- **Assigned task**
Starting at the line that contains "Target: palm tree", return every line down to the end of the records below, exactly as written.

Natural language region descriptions

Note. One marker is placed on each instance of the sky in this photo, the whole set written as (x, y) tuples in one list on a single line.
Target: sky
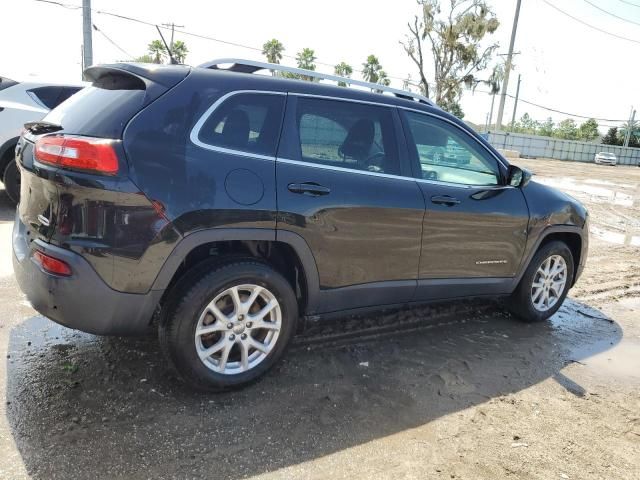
[(563, 64)]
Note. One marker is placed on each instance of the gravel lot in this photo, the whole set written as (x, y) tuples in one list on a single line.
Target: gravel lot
[(449, 391)]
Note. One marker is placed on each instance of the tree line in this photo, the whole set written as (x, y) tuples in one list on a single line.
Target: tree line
[(587, 131), (567, 129), (372, 70)]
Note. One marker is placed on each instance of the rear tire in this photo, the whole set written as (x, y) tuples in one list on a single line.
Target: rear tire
[(214, 337), (11, 180), (539, 295)]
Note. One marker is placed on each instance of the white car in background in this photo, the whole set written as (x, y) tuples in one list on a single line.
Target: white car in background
[(22, 102), (605, 158)]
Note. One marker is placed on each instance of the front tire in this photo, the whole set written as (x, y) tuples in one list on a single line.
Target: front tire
[(228, 324), (545, 283)]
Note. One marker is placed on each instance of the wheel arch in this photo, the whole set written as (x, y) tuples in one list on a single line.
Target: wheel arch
[(287, 253), (571, 235)]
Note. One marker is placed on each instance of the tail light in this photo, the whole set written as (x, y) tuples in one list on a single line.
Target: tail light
[(81, 153), (52, 265)]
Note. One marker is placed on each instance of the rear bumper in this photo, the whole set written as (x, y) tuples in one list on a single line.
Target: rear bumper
[(82, 301)]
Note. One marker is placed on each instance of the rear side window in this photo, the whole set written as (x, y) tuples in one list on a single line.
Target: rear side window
[(347, 135), (97, 111), (247, 122)]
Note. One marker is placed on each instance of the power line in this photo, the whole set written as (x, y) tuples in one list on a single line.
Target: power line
[(630, 3), (206, 37), (520, 99), (192, 34), (95, 27), (612, 14), (591, 26)]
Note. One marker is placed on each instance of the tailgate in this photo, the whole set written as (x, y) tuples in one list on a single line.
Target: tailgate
[(48, 208), (38, 205)]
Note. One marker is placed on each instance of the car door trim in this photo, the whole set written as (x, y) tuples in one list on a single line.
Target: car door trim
[(195, 131)]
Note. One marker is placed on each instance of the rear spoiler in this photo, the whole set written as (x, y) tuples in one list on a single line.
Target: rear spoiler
[(6, 83), (132, 74)]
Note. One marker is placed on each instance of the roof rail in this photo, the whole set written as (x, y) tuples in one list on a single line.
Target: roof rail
[(251, 66)]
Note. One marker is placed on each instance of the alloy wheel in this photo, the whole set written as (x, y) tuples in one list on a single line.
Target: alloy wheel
[(549, 283), (238, 329)]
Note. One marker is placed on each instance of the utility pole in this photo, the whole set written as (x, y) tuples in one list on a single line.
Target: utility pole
[(508, 65), (627, 135), (173, 26), (87, 44), (493, 101), (515, 104)]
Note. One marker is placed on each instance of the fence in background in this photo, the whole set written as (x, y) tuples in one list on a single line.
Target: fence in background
[(547, 147)]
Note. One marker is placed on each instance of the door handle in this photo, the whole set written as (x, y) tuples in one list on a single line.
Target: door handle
[(445, 200), (309, 188)]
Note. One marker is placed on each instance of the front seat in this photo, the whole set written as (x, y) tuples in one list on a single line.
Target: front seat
[(235, 133), (357, 144)]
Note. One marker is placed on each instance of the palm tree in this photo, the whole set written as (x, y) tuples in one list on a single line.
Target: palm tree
[(306, 59), (383, 79), (273, 50), (157, 51), (343, 70), (632, 126), (180, 51), (371, 69)]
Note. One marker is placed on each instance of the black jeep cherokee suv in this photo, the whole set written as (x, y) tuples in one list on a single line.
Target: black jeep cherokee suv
[(222, 206)]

- **Solution for this task**
Target: palm tree
[(306, 59), (383, 79), (273, 50), (157, 51), (343, 70), (632, 126), (180, 51), (371, 69)]
Note. One marker is placed on each instance of the black jeep cherokee suv in this photo, the whole set written as (x, y) tuples in one list on a single line.
Target: black jeep cherokee suv
[(222, 206)]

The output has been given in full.